■ What to do ■
Print the data that follows exactly.

■ Records ■
-*-*-
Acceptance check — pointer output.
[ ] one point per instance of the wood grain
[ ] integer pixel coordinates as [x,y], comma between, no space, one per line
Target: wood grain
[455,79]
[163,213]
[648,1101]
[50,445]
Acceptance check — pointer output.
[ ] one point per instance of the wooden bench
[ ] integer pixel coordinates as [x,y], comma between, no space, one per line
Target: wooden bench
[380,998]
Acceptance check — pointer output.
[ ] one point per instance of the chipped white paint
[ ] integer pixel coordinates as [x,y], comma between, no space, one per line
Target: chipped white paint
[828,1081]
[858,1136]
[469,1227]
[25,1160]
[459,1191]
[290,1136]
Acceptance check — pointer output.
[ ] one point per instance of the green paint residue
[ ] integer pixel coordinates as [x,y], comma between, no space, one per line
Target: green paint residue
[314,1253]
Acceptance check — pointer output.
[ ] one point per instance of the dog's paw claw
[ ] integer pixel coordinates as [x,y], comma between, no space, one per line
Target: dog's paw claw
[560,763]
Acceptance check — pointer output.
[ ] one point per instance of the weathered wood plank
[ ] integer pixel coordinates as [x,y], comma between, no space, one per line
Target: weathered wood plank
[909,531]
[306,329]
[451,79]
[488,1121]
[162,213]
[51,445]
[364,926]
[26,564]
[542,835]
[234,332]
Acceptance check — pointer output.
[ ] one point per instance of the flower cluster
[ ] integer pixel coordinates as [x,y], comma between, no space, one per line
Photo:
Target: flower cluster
-*-*-
■ Output of the exercise ■
Acceptance check — pointer output.
[ ] one point per instance of the wood grain
[ ] integer pixel coordinates as [x,y], comma between, no space, one per line
Target: wood grain
[455,79]
[163,213]
[648,1101]
[50,445]
Acceptance check — pointer output.
[ ] one point per instance of the wooden bench
[ ] integer pixel coordinates as [x,y], comma between, no space, one per line
Target: wooden bench
[380,998]
Acceptance check — pointer output.
[ ] one point per instance of the chipped white paint
[ ] integer pixel coordinates as [x,y], comma between, no space, one per line
Target: chipped white paint
[828,1081]
[858,1136]
[469,1227]
[25,1160]
[459,1191]
[290,1136]
Acceptance check — pointer output.
[ ] one point per instance of the green paint residue
[ ] integer pixel coordinates as [x,y], comma between, no space, one per line
Target: green paint residue
[314,1253]
Acceptance check — pointer output.
[ ] one point per instance of the dog's paw claw
[ ] integer pixel coordinates as [x,y], comma between, no space, one per line
Target: dog's paw claw
[560,763]
Acceptance check — pointer output.
[ ] one point per instance of the weathered wood plank
[ ] integer pixel coordinates as [x,y], comma between, no space, one per line
Target: weathered wood plank
[909,531]
[306,329]
[451,79]
[488,1121]
[162,213]
[51,445]
[364,926]
[26,564]
[542,835]
[234,332]
Acceptance check — pointer output.
[ ] one point per instance of the flower cluster
[ ] integer pixel coordinates as [x,y], comma between, no space, one per line
Photo:
Target: flower cluster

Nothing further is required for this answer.